REQUIRED TASK: Retype exactly the lines from the line with "of the curved" to the end of the data, keeping both boundary lines.

[Point labeling dataset excerpts]

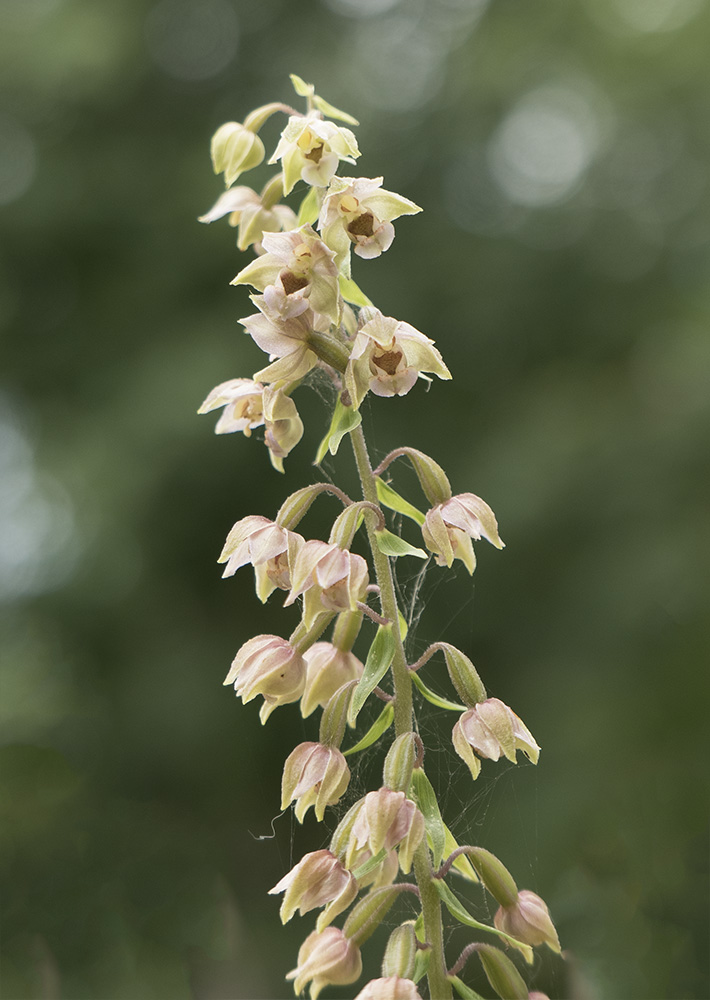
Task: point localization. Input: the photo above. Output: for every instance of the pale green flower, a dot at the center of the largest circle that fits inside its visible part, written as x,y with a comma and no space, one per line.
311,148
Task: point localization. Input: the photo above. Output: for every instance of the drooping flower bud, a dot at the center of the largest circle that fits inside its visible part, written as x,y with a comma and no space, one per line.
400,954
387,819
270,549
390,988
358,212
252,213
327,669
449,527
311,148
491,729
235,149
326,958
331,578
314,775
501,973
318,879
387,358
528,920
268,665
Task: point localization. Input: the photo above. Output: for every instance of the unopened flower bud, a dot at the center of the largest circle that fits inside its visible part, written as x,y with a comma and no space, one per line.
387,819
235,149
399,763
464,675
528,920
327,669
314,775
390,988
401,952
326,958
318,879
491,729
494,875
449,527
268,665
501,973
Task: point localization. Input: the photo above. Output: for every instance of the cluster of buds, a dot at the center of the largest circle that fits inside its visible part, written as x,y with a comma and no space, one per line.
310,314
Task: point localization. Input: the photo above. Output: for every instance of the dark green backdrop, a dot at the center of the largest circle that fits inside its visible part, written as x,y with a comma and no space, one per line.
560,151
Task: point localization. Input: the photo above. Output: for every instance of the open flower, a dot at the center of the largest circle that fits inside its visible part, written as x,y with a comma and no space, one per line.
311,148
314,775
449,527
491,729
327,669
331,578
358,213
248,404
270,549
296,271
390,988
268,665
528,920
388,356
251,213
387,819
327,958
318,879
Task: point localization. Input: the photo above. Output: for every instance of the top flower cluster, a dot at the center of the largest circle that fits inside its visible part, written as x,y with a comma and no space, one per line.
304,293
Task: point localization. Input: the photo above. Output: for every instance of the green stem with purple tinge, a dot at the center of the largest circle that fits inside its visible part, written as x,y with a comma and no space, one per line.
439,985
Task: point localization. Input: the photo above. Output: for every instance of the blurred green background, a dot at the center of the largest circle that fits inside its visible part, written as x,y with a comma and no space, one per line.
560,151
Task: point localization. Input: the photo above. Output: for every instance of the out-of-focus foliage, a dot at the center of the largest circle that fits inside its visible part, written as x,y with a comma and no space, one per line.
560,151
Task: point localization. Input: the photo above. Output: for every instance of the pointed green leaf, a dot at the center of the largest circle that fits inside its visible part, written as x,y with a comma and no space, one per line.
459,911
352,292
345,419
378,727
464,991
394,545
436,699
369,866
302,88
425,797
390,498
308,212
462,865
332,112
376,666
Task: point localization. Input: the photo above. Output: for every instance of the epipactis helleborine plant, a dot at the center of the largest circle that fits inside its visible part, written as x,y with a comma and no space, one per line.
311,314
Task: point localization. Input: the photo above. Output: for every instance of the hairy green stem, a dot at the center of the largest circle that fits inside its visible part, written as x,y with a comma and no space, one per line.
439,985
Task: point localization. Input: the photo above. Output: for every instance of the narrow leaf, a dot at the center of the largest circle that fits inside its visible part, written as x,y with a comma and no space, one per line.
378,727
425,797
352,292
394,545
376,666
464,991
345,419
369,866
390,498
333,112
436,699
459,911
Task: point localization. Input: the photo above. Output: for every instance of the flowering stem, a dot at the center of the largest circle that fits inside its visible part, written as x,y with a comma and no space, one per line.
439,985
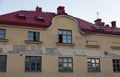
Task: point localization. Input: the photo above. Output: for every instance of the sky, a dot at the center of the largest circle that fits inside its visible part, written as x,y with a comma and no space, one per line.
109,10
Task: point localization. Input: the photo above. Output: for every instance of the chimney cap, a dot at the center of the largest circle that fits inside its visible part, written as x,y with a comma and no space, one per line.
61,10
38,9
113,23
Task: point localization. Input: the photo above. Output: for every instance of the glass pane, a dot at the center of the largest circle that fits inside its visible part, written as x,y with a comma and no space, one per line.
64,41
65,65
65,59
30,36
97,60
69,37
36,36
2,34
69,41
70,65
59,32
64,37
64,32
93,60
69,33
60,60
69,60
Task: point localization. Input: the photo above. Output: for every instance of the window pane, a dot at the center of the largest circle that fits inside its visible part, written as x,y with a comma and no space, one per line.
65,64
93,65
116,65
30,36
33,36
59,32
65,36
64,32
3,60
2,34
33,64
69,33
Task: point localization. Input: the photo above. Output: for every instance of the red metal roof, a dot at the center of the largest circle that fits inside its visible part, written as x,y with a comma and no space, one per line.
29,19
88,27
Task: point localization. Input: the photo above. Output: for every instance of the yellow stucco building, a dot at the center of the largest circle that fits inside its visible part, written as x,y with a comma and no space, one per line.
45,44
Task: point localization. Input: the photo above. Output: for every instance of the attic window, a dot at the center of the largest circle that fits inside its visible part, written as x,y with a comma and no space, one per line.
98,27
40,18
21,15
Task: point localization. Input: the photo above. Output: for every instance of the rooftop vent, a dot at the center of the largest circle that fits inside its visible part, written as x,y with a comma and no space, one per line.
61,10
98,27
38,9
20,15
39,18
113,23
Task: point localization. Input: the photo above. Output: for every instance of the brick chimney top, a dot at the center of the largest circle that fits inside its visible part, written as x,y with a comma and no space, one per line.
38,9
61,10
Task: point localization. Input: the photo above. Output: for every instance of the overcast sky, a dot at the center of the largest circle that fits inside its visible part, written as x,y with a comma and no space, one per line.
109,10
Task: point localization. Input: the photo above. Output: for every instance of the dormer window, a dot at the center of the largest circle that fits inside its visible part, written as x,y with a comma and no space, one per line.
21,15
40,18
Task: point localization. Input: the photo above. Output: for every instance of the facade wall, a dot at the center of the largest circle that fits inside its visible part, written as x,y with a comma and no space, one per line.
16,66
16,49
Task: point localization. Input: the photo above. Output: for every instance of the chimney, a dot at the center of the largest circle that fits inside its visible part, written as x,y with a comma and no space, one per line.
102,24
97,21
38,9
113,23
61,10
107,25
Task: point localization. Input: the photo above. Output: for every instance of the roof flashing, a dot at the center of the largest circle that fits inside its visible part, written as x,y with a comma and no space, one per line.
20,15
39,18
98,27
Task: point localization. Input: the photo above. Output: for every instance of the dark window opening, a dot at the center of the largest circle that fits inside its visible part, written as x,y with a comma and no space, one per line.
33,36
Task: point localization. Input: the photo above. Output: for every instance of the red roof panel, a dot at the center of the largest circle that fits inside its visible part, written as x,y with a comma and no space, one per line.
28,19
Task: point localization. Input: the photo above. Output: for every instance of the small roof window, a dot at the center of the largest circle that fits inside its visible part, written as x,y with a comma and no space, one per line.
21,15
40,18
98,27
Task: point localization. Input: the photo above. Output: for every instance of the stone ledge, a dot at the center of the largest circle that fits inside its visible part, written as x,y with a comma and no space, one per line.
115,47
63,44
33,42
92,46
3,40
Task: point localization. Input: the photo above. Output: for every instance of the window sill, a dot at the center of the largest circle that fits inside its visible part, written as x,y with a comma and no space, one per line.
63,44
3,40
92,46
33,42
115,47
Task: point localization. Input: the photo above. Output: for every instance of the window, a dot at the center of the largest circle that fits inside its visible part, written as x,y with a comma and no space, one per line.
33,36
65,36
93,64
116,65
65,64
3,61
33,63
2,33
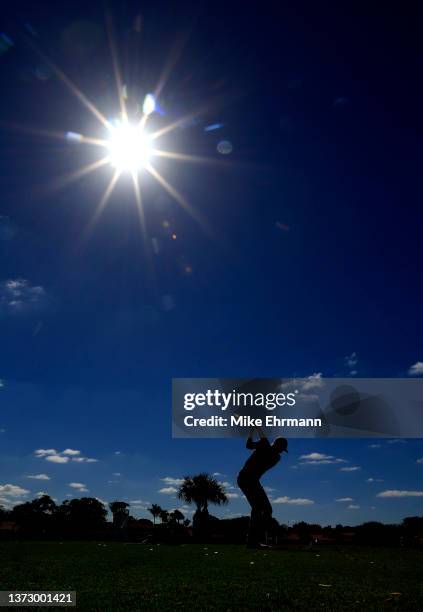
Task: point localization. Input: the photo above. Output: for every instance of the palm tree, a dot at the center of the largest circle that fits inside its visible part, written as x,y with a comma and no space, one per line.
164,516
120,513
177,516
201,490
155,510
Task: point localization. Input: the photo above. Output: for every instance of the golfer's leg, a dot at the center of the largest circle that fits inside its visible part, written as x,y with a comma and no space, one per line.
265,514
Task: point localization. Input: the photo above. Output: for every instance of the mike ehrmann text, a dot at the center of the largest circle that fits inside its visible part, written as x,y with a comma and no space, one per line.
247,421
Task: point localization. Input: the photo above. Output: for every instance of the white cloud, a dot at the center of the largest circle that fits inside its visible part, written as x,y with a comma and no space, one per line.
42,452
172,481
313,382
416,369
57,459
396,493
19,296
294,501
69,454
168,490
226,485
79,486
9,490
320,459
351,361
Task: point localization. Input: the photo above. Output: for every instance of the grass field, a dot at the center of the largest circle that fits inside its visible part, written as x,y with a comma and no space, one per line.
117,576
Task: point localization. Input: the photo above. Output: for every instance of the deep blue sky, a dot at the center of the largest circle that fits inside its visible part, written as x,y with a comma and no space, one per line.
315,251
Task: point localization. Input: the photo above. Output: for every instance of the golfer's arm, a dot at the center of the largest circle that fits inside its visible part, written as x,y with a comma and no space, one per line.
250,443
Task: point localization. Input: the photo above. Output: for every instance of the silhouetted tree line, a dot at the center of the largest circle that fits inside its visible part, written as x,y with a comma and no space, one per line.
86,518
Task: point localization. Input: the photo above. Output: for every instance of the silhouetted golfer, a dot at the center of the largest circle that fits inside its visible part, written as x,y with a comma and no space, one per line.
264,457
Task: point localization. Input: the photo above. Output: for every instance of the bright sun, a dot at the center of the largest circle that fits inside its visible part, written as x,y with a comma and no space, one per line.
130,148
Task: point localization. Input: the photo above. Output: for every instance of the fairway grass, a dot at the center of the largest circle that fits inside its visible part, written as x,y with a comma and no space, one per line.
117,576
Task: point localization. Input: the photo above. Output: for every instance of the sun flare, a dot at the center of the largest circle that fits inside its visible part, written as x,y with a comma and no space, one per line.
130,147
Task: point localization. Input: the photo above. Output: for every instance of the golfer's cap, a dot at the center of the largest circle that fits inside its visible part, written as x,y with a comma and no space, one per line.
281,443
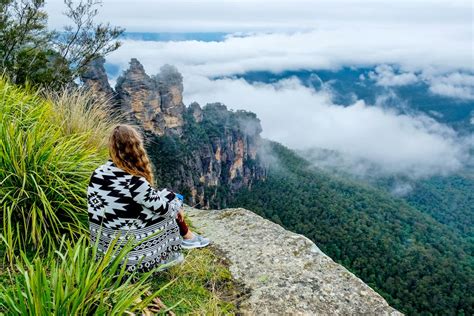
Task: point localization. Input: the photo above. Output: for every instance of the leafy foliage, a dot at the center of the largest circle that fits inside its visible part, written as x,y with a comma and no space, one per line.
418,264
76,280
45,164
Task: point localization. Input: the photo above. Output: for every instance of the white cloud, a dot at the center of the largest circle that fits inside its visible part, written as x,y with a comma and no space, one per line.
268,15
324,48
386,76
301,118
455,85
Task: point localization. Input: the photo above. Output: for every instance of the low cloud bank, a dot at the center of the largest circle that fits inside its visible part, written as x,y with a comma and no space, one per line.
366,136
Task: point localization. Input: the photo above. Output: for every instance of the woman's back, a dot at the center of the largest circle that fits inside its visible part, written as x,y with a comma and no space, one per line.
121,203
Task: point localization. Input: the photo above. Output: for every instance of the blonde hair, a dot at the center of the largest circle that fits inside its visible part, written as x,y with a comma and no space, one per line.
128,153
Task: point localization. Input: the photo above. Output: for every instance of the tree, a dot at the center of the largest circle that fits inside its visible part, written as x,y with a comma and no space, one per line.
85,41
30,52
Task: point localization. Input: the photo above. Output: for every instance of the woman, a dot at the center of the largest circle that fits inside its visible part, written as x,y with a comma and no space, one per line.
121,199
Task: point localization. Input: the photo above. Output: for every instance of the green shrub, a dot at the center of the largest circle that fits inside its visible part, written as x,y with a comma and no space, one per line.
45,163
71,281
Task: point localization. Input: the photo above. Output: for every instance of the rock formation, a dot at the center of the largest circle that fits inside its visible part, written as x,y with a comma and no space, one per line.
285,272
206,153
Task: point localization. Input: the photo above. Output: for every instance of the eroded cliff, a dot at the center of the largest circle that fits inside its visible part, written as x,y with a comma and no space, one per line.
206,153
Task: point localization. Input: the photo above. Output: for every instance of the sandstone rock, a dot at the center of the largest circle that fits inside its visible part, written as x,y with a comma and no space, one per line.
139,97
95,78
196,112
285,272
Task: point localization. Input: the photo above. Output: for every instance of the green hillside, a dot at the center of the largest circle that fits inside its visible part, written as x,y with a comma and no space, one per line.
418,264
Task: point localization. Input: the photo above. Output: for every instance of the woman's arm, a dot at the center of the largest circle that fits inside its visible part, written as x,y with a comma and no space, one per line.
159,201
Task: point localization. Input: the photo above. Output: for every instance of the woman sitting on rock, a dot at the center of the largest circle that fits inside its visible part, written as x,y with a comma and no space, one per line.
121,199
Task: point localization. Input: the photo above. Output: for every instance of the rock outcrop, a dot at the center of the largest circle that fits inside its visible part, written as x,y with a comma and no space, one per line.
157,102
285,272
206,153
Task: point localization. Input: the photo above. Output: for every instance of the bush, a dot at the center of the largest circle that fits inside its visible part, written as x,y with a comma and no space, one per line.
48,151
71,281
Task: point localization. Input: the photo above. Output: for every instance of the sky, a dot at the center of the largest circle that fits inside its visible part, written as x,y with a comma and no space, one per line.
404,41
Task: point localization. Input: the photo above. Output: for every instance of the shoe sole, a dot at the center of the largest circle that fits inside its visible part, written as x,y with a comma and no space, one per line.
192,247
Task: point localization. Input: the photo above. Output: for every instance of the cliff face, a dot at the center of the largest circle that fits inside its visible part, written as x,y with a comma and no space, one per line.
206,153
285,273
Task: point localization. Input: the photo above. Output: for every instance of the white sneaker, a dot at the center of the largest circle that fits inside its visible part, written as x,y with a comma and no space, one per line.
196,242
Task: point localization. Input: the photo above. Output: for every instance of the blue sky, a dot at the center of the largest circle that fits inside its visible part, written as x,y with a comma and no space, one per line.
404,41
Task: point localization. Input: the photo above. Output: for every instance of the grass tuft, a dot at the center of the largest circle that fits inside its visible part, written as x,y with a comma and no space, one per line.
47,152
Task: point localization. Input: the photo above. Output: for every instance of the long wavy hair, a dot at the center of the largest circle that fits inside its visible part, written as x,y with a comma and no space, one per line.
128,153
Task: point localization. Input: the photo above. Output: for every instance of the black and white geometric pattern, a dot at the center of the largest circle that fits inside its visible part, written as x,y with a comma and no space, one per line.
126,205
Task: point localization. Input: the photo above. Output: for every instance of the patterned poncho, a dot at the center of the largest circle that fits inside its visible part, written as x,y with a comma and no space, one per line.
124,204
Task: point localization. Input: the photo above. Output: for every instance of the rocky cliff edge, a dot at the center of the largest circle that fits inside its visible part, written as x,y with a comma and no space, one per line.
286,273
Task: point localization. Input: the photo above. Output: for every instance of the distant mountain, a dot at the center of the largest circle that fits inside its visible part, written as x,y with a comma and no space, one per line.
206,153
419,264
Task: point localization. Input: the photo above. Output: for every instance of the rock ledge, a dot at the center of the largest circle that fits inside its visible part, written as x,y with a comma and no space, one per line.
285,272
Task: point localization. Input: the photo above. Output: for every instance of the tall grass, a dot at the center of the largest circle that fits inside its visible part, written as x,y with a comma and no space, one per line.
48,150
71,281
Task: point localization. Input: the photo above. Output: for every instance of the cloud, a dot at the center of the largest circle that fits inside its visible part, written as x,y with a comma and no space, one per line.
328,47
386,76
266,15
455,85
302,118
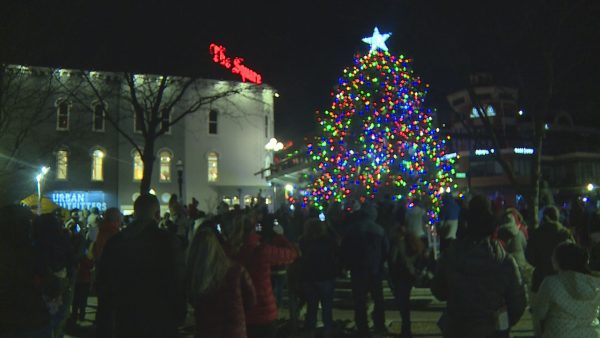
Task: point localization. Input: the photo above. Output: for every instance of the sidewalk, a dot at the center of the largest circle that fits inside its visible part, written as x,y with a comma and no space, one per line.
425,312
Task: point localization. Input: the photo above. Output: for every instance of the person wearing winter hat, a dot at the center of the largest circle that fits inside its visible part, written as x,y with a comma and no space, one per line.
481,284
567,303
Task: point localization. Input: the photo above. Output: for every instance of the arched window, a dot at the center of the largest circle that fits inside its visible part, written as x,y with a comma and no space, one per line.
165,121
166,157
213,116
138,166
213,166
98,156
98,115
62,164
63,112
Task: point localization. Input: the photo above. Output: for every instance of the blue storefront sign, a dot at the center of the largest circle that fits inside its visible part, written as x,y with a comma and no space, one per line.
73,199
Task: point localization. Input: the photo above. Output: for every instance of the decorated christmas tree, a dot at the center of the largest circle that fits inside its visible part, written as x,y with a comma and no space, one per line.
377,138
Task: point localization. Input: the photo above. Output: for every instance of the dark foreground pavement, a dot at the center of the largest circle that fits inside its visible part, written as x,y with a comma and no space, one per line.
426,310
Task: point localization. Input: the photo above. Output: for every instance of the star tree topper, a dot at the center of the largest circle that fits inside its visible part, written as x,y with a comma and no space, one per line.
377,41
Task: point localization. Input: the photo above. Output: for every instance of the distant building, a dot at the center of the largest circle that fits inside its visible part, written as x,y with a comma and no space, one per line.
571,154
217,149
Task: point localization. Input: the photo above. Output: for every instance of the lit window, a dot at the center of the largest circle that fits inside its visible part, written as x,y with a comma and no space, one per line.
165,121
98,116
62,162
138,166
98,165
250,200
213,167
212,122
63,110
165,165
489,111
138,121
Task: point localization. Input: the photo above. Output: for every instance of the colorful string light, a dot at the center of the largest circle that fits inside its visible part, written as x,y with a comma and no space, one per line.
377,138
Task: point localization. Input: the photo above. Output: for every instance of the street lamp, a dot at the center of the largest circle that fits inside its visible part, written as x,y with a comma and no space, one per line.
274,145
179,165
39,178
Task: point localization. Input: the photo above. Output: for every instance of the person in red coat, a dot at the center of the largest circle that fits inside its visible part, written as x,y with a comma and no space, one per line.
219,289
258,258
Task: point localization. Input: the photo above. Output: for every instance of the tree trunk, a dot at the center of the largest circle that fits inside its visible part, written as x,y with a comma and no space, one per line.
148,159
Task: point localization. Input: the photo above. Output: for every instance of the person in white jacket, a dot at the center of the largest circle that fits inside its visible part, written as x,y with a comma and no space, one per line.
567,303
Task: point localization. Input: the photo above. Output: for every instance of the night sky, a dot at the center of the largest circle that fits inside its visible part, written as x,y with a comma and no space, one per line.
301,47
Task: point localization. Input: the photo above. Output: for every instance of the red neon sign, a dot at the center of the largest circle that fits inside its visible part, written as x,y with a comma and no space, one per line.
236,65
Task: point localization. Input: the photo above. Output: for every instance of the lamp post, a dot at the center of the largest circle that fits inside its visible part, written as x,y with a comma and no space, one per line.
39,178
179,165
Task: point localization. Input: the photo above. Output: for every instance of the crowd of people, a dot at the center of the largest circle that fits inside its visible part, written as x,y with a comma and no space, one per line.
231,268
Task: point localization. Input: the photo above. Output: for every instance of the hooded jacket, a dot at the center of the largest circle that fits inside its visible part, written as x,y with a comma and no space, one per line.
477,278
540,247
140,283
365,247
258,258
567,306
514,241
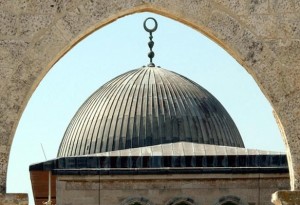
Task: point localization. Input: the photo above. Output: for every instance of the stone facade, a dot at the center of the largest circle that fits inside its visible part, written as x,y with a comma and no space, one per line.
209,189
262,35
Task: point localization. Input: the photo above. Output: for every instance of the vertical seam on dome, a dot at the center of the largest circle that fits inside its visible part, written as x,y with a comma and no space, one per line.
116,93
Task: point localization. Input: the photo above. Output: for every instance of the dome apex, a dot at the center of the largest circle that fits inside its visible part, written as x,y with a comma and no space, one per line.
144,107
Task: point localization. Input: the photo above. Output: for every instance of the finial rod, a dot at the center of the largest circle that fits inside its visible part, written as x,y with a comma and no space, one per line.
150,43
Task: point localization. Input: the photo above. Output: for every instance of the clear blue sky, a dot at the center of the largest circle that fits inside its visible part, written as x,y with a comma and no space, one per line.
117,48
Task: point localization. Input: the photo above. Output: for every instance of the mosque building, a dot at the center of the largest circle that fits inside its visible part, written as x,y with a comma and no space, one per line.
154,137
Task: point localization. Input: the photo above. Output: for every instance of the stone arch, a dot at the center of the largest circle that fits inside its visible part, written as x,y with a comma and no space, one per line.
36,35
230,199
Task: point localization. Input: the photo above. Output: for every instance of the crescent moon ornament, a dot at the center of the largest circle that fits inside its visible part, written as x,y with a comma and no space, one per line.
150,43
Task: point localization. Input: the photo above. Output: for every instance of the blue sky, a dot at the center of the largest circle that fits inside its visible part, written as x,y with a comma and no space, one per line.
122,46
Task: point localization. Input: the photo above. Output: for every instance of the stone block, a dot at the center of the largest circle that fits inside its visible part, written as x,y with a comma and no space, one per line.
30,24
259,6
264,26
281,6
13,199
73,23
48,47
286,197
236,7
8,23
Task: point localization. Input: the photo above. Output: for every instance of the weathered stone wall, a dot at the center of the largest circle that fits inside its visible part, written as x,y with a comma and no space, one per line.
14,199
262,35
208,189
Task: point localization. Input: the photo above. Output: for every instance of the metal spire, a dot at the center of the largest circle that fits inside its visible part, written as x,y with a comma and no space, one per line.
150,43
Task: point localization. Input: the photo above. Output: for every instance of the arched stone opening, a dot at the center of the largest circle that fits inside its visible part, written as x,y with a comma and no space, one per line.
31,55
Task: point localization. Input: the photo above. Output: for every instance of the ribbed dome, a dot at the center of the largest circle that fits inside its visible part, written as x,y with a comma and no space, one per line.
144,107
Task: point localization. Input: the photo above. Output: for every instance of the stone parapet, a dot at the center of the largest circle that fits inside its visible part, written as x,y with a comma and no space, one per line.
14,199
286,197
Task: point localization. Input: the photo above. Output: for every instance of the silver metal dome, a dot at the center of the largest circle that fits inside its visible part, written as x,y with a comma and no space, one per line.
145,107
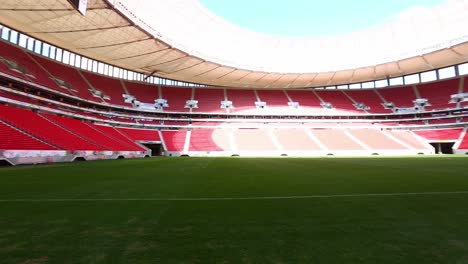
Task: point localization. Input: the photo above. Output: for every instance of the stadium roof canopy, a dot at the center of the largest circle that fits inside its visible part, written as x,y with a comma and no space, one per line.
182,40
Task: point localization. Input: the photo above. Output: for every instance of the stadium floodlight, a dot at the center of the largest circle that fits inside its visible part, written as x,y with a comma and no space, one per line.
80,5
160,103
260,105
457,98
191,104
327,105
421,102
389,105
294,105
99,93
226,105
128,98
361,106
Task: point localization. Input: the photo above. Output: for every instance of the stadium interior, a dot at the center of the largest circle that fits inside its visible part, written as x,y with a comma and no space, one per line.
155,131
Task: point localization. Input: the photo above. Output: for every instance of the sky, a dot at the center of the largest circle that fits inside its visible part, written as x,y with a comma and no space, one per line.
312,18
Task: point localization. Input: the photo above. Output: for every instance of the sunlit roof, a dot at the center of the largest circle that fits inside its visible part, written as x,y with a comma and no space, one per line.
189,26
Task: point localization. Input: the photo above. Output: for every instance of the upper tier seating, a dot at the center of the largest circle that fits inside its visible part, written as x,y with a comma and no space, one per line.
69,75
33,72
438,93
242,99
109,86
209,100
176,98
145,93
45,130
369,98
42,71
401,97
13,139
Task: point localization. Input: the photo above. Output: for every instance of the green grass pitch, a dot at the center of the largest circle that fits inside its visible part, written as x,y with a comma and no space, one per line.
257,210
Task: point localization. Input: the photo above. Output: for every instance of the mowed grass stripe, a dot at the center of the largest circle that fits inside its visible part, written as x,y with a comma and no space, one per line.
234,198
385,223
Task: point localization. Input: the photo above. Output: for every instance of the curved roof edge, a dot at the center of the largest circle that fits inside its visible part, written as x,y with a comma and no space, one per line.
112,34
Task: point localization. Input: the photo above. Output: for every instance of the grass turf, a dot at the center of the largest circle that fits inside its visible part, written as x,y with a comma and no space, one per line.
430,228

TASK RESULT:
Task: point localization. Input: the photo above. Output: for every instance of the curved roof edge, a dot at the center of the largest circle that fits inside its visible part, written as x,y with a comma and no space, one per line.
112,34
Task: point localization. Input: the photo above. Output: for every instance of the grass turf, a dot at the center of the largest circle that fits inside its visible part, written as x,y with a comma and no space, one per line.
430,228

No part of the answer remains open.